━━ Texte fourni
Archives départementales du Lot. André Breton et Max Ernst : 14 Fi 27

73 ans de route mondiale

Si vous êtes un habitué des routes du Lot, vous n’avez pas pu échapper aux bornes de la route mondiale. Ces bornes kilométriques particulières marquent l’engagement des mondialistes lotois.

Le classement du fonds 70 J Mouvement des Citoyens du Monde, Conseil de Mondialisation du Lot est l’occasion de faire un retour sur leur action.

Vous avez dit Citoyens du Monde ?

La citoyenneté mondiale se définit par la volonté d’unir toutes les nations pour former un même peuple mondial, aux droits et aux devoirs égaux. Sous l’effet des deux guerres mondiales et l’incapacité apparente des organisations mondiales de maintenir la paix, cet idéal apparaît comme la solution qui permettrait d’échapper à un nouvel affrontement. Pour les Citoyens du Monde, cette unité mondiale prend la forme d’une Assemblée constituante des Peuples. Les Citoyens du Monde enregistrés (70 J 9 – 70 J 10) seront autant d’électeurs en capacité de voter pour une représentation directe à cette Assemblée constituante mondiale.

« Il est aujourd’hui visible qu’aussi longtemps que cette que [l’unité mondiale] ne sera pas organisée, les hommes iront de misères en oppression, de fascismes en guerres. L’unification est la seule voie » (cf. Citoyens du monde, vers une nouvelle conscience d’Homme, vers une nouvelle conscience politique, Peuples et Paix – Front Humain, Paris, Imprimerie Artisanale, Le Plessis-Robinson [entre 1946 et 1949] (70 J 107).
━━━━
= Exercices à traiter =
(1) Répondez aux questions suivantes sur le texte consacré aux Citoyens du Monde.
(a) Quelle est la cote du fonds dont le classement est mentionné ?
(b) Pour les Citoyens du Monde, quelle forme prend l'unité mondiale ?
(c) Sous quelles cotes figurent les Citoyens du Monde enregistrés ?
(2) Relevez toutes les lignes des entrées qui contiennent le mot « wall ».
━━ Données fournies
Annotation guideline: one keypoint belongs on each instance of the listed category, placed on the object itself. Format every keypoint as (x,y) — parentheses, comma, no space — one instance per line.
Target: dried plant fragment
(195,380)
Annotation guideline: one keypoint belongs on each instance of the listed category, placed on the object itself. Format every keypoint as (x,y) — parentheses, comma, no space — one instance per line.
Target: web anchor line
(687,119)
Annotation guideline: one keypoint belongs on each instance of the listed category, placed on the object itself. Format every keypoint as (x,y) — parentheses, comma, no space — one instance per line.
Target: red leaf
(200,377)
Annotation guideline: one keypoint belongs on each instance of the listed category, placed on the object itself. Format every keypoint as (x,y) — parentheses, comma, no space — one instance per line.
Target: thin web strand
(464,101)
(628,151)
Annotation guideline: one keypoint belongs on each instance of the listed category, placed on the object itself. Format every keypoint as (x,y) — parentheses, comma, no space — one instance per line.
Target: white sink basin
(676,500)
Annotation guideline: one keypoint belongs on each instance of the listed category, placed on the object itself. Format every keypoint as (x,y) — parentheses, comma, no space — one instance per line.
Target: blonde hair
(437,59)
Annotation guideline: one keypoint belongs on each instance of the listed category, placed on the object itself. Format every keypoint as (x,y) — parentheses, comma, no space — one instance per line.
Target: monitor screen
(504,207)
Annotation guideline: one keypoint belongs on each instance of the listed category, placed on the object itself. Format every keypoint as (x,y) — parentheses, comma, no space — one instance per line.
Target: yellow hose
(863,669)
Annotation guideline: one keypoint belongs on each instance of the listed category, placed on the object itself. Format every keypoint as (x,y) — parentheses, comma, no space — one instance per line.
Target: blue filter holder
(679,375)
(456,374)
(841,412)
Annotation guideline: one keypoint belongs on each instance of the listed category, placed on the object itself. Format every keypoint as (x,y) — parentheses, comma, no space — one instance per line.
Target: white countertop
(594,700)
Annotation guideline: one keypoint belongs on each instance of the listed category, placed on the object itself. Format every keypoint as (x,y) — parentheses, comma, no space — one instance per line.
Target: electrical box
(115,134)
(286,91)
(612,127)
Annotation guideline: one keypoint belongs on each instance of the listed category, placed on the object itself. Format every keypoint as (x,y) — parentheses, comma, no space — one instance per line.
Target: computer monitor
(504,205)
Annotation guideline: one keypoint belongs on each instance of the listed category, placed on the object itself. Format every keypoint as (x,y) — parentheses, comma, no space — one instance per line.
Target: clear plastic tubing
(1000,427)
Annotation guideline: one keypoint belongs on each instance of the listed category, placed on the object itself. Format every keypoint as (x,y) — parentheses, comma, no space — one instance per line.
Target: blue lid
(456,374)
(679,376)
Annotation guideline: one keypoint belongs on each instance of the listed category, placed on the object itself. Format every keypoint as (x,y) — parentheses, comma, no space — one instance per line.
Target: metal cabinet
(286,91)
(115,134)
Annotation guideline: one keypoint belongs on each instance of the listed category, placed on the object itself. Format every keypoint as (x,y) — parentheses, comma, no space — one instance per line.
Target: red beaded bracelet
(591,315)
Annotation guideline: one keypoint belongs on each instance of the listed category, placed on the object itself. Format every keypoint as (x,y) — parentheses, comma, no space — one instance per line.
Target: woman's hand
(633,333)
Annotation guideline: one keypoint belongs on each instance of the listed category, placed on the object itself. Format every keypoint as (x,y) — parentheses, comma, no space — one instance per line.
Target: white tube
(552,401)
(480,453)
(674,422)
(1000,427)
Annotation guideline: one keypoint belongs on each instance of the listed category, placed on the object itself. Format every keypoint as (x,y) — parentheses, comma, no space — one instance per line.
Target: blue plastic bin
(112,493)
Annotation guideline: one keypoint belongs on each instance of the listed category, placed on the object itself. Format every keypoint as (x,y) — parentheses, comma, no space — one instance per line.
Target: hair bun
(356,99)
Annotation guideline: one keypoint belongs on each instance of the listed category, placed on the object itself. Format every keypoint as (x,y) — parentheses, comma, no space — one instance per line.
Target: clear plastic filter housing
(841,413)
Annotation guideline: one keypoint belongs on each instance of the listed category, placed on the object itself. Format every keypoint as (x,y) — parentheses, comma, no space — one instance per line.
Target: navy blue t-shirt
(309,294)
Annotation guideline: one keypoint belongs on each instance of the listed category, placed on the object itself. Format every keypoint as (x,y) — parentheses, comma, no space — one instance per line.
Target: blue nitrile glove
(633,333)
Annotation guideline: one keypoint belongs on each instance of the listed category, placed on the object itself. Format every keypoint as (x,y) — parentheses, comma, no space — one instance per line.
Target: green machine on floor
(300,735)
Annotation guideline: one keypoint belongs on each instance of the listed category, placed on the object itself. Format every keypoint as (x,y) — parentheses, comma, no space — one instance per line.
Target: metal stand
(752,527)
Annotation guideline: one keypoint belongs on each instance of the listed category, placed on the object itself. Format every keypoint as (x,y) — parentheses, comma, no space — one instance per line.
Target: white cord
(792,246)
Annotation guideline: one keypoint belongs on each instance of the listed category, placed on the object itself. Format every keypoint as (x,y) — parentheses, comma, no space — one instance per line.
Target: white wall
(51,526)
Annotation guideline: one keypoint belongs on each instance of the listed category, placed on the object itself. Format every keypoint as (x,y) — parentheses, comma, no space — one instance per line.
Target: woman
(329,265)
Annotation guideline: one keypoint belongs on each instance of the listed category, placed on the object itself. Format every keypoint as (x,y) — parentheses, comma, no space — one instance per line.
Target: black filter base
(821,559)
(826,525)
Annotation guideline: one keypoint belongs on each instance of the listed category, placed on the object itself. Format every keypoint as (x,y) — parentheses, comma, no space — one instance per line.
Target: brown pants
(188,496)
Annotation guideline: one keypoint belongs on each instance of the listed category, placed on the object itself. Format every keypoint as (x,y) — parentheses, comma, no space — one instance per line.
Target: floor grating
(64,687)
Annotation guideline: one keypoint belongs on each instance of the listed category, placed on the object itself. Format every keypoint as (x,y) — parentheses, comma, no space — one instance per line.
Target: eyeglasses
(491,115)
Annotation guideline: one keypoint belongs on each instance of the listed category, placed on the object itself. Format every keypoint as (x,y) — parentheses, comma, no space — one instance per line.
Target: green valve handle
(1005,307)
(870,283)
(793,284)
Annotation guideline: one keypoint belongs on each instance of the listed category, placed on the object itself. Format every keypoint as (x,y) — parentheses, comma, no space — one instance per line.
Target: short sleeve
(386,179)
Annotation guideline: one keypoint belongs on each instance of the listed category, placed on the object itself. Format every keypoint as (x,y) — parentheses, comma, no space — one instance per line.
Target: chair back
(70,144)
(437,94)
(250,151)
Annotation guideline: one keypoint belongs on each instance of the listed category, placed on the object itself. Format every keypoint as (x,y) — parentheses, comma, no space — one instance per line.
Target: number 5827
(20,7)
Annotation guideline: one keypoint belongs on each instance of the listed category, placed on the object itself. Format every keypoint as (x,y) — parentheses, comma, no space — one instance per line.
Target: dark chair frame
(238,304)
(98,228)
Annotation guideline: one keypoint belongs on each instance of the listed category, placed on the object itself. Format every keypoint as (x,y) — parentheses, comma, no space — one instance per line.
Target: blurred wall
━━━━
= Réponses attendues =
(1)
(a) 70 J.
(b) Une Assemblée constituante des Peuples.
(c) 70 J 9 – 70 J 10.

(2)
Target: white wall
Target: blurred wall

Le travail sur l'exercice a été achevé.